やるべきこと =
A. SGRAカフェの報告によると、討論を担当したのは誰ですか？
B. SGRAカフェの報告の「SGRAイベントの報告」から「る弾圧の実態に言及しました。」までをすべて、一字も変えずに書き写してください。
C. 次の(i)〜(iii)は、SGRAカフェの報告の内容と合っていますか？それぞれ「はい」か「いいえ」で答え、判断の根拠となる本文の語句をそのまま引用してください。
(i) このカフェはZoomのみのオンライン形式で開催された。
(ii) アサド政権は24年12月8日に崩壊した。
(iii) 司会はダルウィッシュ・ホサム氏が務めた。

SGRAイベントの報告

岩田和馬「第23回SGRAカフェ『岐路に立つシリア:抑圧から希望へ、不確実な未来への歩み』報告」

2025年2月8日、第23回SGRAカフェ「岐路に立つシリア:抑圧から希望へ、不確実な未来への歩み」が渥美財団ホールとZoomによるハイブリット形式で開催されました。講師はジェトロ・アジア経済研究所地域研究センター研究員のダルウィッシュ・ホサム氏、討論はモハメド・オマル・アブディン氏、司会はシェッダーディ・アキル氏が担い、対面とオンライン共に数多くの聴衆が集まりました。

 

24年12月8日にアサド政権が突如崩壊し、反体制勢力による新体制が確立したシリアについて、ホサム氏は、故ハーフィズとバッシャール親子によるアサド政権の現実や、11年の反体制デモに端を発する内戦、そしてポスト・アサド時代の不確実な未来への展望について語りました。自身の経験を踏まえたシリアの生活、日本留学後もしばしばアサド政権下の日々を悪夢に見たというエピソード、非人道的な政治体制によって国民に植え付けられたトラウマとその長期的な影響、そして体制を支えた政治構造や、国民に対する弾圧の実態に言及しました。

データ一覧 =
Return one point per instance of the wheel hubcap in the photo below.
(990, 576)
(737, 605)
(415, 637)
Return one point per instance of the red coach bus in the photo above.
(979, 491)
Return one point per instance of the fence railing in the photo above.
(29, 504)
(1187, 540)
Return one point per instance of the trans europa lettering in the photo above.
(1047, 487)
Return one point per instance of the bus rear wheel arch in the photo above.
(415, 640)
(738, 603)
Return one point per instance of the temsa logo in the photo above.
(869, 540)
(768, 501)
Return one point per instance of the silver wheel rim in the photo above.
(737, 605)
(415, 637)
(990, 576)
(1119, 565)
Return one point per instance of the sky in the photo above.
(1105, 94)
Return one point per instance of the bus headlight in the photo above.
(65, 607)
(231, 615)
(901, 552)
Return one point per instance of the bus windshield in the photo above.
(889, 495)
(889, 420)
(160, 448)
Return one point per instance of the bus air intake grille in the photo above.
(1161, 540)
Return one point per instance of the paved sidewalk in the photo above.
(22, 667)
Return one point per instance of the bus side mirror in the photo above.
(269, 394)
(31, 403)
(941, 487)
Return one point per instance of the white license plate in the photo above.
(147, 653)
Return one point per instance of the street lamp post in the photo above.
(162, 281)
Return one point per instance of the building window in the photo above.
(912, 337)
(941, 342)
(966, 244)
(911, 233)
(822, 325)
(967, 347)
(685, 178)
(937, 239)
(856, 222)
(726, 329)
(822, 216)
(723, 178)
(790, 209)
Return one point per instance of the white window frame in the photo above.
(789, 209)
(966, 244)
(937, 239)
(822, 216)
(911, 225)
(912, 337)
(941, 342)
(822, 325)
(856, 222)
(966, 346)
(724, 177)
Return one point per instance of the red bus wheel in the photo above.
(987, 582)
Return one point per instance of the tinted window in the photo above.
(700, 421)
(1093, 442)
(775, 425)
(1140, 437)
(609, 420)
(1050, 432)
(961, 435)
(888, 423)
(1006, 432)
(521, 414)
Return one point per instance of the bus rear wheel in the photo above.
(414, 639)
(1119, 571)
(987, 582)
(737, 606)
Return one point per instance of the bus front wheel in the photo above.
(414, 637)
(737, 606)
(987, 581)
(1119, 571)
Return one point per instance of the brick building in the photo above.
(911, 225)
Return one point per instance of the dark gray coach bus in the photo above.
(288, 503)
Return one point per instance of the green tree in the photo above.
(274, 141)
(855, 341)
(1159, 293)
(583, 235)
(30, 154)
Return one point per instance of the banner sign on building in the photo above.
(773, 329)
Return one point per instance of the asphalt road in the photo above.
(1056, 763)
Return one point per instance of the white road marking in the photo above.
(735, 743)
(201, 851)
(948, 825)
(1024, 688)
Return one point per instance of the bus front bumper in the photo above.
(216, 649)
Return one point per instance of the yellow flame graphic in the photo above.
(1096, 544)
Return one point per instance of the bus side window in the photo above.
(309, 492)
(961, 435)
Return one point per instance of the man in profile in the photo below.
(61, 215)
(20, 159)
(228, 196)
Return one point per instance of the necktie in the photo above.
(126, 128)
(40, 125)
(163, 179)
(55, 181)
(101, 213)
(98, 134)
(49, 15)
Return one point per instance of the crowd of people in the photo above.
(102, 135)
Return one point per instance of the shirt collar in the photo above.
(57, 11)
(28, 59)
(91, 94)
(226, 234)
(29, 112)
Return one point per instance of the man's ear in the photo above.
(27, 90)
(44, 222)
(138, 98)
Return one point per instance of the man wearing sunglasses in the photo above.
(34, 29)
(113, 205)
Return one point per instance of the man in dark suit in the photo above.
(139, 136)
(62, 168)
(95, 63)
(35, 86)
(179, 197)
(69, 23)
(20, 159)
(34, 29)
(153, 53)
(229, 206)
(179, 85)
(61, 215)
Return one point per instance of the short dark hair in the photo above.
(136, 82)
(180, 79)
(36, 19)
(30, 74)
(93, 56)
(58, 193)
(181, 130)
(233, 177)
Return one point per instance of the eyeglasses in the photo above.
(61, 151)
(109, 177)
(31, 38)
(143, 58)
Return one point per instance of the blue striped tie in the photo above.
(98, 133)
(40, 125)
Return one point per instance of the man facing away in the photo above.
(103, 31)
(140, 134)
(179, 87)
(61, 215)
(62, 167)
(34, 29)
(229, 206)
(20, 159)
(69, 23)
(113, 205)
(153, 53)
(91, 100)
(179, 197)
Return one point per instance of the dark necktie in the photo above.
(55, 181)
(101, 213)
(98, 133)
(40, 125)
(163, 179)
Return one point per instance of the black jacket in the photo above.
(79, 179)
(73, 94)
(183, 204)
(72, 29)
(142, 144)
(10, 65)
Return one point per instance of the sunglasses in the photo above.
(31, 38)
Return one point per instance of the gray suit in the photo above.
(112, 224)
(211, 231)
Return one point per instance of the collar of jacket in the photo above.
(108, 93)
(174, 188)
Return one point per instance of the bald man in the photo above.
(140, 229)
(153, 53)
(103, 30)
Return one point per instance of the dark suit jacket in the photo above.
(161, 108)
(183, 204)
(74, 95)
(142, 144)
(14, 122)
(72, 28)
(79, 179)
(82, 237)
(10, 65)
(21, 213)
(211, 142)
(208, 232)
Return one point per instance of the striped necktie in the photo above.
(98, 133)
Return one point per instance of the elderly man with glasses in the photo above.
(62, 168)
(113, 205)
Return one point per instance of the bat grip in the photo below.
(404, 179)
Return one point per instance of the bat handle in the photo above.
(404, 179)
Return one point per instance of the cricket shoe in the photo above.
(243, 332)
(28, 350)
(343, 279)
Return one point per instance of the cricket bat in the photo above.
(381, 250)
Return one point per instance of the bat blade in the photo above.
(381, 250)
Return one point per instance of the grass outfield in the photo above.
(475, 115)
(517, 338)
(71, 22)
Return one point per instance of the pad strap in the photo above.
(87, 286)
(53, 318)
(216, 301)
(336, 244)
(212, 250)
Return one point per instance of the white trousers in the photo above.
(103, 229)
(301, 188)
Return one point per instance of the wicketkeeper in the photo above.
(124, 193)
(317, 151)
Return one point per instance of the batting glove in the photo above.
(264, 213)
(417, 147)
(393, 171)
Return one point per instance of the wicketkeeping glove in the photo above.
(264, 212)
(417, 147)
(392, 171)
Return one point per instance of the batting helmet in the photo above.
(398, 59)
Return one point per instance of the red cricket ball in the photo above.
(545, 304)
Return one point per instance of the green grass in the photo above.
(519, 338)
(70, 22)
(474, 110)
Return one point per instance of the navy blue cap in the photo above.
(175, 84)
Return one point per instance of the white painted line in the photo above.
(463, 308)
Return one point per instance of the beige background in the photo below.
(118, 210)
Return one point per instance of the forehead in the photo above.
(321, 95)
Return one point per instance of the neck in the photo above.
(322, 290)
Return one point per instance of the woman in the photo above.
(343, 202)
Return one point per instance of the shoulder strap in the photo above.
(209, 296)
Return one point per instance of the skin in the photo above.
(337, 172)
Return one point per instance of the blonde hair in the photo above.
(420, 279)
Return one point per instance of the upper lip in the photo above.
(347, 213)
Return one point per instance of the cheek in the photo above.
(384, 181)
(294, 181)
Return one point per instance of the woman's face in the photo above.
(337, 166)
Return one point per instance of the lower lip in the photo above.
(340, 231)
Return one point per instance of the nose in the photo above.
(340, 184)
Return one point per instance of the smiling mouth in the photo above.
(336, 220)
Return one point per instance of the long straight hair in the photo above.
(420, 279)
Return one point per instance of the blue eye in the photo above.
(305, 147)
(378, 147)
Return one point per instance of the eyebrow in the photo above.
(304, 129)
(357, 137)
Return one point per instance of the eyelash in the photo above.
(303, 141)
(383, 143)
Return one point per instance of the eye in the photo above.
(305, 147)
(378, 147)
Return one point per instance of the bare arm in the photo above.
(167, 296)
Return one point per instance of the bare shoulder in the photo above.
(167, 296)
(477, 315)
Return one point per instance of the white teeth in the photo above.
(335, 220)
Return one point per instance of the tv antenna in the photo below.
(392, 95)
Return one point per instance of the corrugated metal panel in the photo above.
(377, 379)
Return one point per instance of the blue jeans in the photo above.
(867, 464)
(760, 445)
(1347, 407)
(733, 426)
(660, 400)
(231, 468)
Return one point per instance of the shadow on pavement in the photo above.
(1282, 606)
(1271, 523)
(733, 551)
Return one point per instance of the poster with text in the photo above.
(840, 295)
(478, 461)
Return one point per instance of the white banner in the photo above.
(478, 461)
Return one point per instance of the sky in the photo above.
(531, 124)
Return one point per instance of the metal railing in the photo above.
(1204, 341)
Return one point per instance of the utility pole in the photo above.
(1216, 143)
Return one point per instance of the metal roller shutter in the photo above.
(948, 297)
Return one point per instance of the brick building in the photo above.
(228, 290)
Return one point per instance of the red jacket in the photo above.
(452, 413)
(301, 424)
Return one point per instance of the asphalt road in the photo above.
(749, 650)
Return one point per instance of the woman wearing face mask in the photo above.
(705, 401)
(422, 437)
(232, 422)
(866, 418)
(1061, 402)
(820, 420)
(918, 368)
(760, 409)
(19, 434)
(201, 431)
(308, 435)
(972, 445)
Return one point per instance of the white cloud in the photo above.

解答一覧 =
A. モハメド・オマル・アブディン氏です。

B.
SGRAイベントの報告

岩田和馬「第23回SGRAカフェ『岐路に立つシリア:抑圧から希望へ、不確実な未来への歩み』報告」

2025年2月8日、第23回SGRAカフェ「岐路に立つシリア:抑圧から希望へ、不確実な未来への歩み」が渥美財団ホールとZoomによるハイブリット形式で開催されました。講師はジェトロ・アジア経済研究所地域研究センター研究員のダルウィッシュ・ホサム氏、討論はモハメド・オマル・アブディン氏、司会はシェッダーディ・アキル氏が担い、対面とオンライン共に数多くの聴衆が集まりました。

 

24年12月8日にアサド政権が突如崩壊し、反体制勢力による新体制が確立したシリアについて、ホサム氏は、故ハーフィズとバッシャール親子によるアサド政権の現実や、11年の反体制デモに端を発する内戦、そしてポスト・アサド時代の不確実な未来への展望について語りました。自身の経験を踏まえたシリアの生活、日本留学後もしばしばアサド政権下の日々を悪夢に見たというエピソード、非人道的な政治体制によって国民に植え付けられたトラウマとその長期的な影響、そして体制を支えた政治構造や、国民に対する弾圧の実態に言及しました。

C.
(i) いいえ。「渥美財団ホールとZoomによるハイブリット形式で開催されました」
(ii) はい。「24年12月8日にアサド政権が突如崩壊し」
(iii) いいえ。「司会はシェッダーディ・アキル氏が担い」